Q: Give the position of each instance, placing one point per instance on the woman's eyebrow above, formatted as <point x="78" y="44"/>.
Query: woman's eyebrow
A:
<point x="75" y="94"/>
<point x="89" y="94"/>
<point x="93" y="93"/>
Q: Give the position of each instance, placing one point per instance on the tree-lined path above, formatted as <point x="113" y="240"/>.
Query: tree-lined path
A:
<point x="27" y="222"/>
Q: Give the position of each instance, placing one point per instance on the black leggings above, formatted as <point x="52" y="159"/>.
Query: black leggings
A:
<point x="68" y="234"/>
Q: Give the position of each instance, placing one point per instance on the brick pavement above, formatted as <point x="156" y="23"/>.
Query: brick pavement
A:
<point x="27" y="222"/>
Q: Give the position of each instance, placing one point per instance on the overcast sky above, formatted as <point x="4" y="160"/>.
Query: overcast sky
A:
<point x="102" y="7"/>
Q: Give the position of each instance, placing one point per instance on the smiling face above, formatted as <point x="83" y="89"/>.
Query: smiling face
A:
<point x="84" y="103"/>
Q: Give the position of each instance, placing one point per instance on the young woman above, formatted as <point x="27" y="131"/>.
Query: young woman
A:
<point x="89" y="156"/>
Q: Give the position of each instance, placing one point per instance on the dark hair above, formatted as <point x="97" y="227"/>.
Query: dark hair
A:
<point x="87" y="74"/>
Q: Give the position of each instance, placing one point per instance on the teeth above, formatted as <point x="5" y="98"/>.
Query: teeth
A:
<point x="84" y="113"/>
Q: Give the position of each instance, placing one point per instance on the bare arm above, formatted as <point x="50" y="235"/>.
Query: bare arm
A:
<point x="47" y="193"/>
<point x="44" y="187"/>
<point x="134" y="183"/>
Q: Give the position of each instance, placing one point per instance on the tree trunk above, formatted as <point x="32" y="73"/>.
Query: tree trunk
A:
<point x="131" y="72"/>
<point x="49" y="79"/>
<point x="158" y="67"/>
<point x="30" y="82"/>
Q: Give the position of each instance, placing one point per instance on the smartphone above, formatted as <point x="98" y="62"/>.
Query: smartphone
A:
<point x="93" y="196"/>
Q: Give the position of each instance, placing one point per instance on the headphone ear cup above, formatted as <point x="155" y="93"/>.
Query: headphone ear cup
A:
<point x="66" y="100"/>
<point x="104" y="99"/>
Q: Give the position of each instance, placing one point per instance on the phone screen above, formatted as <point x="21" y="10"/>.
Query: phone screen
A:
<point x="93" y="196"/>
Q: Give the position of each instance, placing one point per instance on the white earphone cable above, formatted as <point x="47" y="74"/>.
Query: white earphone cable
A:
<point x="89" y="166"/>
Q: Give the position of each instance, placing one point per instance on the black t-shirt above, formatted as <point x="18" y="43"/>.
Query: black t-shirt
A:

****************

**Task item:** Please return the data above in full, without altering a single line.

**Task solution:**
Q: Give the position of each instance, placing one point per instance on the woman's eyebrow above, formatted as <point x="78" y="44"/>.
Query: woman's eyebrow
A:
<point x="75" y="94"/>
<point x="89" y="94"/>
<point x="93" y="93"/>
Q: Give the position of each instance, placing one point per instance on the tree-lined path above, formatted as <point x="113" y="240"/>.
Query: tree-lined path
A:
<point x="27" y="222"/>
Q: Give the position of each instance, placing one point per instance on the black leggings above, formatted as <point x="52" y="159"/>.
Query: black leggings
A:
<point x="68" y="234"/>
Q: Give the position of each instance, placing one point per instance on the brick pavement above, formatted as <point x="156" y="23"/>.
Query: brick pavement
A:
<point x="27" y="222"/>
Q: Give the position of each instance, placing one point per instance on the overcast sky above, formatted as <point x="4" y="160"/>.
Query: overcast sky
A:
<point x="102" y="7"/>
Q: Give the position of each instance, placing one point per instance on the smiling face above, formatted as <point x="83" y="89"/>.
Query: smiling face
A:
<point x="84" y="103"/>
Q: Give the position of each instance, placing one point per instance on the young woman above, formatted as <point x="27" y="131"/>.
Query: young woman
A:
<point x="89" y="156"/>
Q: Give the position of each instance, placing one point per instance on the dark hair above, formatted as <point x="97" y="227"/>.
Query: dark hair
A:
<point x="87" y="74"/>
Q: Give the position of each instance, placing one point per instance on the teeth above, formatted as <point x="5" y="98"/>.
Query: teeth
A:
<point x="84" y="113"/>
Q: Give the position of each instance, placing one point per instance on the bare arm above, formatted as <point x="50" y="235"/>.
Query: bare arm
A:
<point x="47" y="193"/>
<point x="44" y="187"/>
<point x="134" y="183"/>
Q: Give the position of each instance, placing one point per instance on the tree trunk above, formatted as <point x="32" y="73"/>.
Query: tree trunk
A:
<point x="131" y="72"/>
<point x="49" y="79"/>
<point x="158" y="67"/>
<point x="30" y="82"/>
Q: Give the position of each instance, placing one point per instance on the smartphone above, formatted as <point x="98" y="62"/>.
Query: smartphone
A:
<point x="93" y="196"/>
Q: Give the position of each instance, placing one point per instance on the headphone ear cup above, formatted as <point x="155" y="93"/>.
Query: headphone ear cup
A:
<point x="66" y="100"/>
<point x="104" y="99"/>
Q: Give the position of each instance, placing one point per instance on the phone screen above, formatted as <point x="21" y="10"/>.
Query: phone screen
A:
<point x="93" y="196"/>
Q: Give the position of each instance, placing one point per instance on the white earphone cable above, formatted as <point x="47" y="74"/>.
Query: white earphone cable
A:
<point x="89" y="166"/>
Q: Give the position of each instance, placing one point per instance on the black t-shirt above, formatted as <point x="18" y="43"/>.
Query: black t-shirt
A:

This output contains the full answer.